Extract the stretch of the items from the line containing "of the blonde" through the line containing "pixel 553 344", and copy those lines word for word, including both end lines.

- Material to process:
···
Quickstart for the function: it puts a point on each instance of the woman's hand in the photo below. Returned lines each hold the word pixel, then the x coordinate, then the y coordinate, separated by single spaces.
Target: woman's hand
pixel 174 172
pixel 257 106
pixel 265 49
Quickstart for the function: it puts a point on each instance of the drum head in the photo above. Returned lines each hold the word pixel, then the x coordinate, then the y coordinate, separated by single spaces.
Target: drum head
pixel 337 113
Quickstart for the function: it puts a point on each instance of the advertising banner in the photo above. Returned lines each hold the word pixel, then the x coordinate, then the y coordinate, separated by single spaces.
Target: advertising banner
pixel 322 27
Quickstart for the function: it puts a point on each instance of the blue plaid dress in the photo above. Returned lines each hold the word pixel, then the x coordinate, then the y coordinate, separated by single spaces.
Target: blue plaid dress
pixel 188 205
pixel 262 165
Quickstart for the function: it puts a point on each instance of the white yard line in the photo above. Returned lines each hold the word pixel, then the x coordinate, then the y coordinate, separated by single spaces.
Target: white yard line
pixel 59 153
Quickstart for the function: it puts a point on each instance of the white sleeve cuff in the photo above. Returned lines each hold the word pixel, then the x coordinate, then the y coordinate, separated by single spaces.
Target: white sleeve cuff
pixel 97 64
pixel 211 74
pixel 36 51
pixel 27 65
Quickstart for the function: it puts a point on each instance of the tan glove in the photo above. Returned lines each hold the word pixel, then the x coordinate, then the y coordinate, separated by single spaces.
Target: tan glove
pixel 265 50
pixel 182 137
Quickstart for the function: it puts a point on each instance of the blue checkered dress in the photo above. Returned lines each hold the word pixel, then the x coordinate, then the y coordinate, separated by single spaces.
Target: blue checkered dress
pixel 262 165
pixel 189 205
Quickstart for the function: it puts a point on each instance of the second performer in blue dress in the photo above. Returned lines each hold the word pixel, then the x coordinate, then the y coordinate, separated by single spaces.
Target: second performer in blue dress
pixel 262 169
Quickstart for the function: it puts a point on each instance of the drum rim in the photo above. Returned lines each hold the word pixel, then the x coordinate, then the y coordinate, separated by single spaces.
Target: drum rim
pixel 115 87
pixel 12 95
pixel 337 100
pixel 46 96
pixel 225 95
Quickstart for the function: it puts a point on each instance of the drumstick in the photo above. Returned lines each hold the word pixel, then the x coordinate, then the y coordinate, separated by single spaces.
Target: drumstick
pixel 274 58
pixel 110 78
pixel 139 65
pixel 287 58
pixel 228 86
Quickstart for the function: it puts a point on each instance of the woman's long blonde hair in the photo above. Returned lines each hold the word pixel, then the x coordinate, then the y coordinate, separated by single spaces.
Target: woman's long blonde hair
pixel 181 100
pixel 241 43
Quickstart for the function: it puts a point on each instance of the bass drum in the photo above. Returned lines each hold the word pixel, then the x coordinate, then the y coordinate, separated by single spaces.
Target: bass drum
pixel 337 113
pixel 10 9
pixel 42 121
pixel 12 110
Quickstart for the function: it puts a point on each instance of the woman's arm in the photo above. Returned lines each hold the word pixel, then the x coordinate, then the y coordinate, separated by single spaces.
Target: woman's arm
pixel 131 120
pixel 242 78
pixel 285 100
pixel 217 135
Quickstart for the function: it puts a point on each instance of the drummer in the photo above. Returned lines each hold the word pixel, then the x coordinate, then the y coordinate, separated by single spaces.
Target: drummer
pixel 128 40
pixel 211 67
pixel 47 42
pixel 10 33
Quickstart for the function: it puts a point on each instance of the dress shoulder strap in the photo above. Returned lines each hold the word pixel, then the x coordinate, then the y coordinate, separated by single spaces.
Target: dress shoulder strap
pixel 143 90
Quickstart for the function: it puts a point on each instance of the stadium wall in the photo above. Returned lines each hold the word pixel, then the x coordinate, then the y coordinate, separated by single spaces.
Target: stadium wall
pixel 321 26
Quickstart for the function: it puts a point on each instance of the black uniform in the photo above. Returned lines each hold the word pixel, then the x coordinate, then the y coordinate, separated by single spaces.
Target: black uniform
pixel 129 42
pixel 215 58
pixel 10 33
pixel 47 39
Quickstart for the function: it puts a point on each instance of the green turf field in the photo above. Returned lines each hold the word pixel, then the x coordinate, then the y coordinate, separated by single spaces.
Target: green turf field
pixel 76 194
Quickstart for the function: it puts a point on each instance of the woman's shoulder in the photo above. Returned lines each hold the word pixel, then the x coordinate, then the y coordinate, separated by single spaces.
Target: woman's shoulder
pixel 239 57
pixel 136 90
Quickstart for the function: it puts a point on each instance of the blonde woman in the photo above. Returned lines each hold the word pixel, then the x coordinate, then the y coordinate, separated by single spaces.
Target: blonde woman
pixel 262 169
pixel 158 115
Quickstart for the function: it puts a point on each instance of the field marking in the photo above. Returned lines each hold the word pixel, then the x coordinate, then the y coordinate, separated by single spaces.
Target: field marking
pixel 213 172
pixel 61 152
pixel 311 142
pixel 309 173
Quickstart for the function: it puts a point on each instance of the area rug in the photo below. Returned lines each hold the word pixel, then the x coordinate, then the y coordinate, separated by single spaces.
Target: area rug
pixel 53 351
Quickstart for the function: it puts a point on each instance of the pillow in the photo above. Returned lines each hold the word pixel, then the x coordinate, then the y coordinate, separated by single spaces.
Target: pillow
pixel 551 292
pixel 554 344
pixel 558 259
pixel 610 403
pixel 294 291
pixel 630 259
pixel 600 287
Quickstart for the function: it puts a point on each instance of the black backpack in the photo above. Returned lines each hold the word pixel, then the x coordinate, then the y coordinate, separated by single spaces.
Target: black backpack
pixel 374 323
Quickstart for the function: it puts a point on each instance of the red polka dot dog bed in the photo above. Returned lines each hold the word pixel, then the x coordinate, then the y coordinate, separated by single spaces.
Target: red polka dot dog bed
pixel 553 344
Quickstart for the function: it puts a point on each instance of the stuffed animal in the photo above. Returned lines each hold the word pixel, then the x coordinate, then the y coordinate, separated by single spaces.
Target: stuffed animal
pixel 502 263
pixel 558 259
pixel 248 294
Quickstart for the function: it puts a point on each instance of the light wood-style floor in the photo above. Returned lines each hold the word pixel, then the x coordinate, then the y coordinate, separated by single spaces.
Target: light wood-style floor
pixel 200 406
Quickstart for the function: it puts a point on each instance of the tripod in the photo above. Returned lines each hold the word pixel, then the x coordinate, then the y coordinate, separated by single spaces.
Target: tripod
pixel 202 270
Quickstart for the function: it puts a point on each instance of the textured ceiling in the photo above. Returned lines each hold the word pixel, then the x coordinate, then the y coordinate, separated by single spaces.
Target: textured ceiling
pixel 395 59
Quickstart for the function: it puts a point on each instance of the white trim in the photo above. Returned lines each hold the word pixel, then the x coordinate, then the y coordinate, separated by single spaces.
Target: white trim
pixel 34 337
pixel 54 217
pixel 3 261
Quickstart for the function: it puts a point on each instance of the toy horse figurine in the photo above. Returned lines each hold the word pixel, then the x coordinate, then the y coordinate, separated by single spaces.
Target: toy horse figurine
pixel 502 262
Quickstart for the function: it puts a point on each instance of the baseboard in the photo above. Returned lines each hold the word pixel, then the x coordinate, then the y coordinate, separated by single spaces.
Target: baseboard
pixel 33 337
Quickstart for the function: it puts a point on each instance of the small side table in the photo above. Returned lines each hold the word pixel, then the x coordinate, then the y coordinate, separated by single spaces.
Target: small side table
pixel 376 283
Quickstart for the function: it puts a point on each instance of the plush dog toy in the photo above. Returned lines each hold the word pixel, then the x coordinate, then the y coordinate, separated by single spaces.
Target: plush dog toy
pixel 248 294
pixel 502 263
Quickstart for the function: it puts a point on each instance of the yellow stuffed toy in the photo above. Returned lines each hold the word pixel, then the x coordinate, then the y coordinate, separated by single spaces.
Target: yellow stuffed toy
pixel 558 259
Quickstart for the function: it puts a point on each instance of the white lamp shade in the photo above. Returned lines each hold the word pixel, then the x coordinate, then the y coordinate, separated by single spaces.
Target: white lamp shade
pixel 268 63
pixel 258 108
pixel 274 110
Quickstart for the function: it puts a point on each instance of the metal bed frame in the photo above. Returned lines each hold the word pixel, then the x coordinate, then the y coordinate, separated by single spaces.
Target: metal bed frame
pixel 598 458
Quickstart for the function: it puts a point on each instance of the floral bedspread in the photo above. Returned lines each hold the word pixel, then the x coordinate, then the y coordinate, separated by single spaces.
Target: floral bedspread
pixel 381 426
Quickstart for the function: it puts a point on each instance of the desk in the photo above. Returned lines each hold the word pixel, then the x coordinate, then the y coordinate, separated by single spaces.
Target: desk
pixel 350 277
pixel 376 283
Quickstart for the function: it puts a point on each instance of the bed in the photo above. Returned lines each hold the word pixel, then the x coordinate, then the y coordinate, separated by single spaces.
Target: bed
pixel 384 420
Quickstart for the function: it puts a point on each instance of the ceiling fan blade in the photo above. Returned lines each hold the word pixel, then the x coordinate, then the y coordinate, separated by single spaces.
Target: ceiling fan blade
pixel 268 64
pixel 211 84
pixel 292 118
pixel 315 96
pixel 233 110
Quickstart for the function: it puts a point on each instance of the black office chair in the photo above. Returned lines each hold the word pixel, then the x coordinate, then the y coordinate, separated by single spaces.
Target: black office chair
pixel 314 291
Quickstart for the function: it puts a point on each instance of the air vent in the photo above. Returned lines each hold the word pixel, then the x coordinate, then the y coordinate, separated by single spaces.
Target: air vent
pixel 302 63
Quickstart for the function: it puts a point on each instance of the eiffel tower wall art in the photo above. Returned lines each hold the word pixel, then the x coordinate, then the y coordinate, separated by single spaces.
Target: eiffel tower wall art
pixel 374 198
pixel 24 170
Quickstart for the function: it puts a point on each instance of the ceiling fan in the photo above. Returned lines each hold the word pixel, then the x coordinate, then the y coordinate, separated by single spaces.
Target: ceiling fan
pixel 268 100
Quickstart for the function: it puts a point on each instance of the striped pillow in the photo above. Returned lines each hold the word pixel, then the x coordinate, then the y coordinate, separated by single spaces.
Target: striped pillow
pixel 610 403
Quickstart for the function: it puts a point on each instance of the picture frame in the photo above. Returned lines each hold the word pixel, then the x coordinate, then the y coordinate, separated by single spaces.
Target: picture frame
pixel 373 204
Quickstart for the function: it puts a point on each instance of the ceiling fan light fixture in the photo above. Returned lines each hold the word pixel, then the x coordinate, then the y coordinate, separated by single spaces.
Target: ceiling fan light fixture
···
- Exercise result:
Quickstart for the function: it puts a point on each instance of the blonde woman in the photo above. Returned lines each hold the word pixel, then the x coordinate, then the y coordinate, separated by single spaces.
Target: blonde woman
pixel 262 169
pixel 158 115
Quickstart for the function: it puts a point on each instance of the field marking in the photo above. Returned lines each hold the word pixel, then the x coordinate, then the y coordinate, separated by single spaces.
Target: field marking
pixel 213 172
pixel 61 152
pixel 311 142
pixel 309 173
Quickstart for the function: it puts a point on each instance of the area rug in the photo below. Returned lines each hold the word pixel, then the x coordinate, then the y coordinate, separated by single spaces.
Target: area rug
pixel 53 351
Quickstart for the function: it puts a point on each instance of the pillow in the photo above. Returned lines each hold the word pixel, then the x coordinate, then the y coordinate, separated by single spaces.
Target: pillow
pixel 551 292
pixel 554 344
pixel 558 259
pixel 610 403
pixel 294 291
pixel 630 259
pixel 600 287
Quickstart for the function: it puts a point on each instance of the black backpack in the photo above. Returned lines each hold the word pixel, then the x coordinate, then the y coordinate, separated by single spaces.
Target: black backpack
pixel 374 323
Quickstart for the function: it puts a point on each instance of the red polka dot dog bed in the photo above. Returned lines each hold the word pixel, then the x coordinate, then the y coordinate, separated by single spaces.
Target: red polka dot dog bed
pixel 553 344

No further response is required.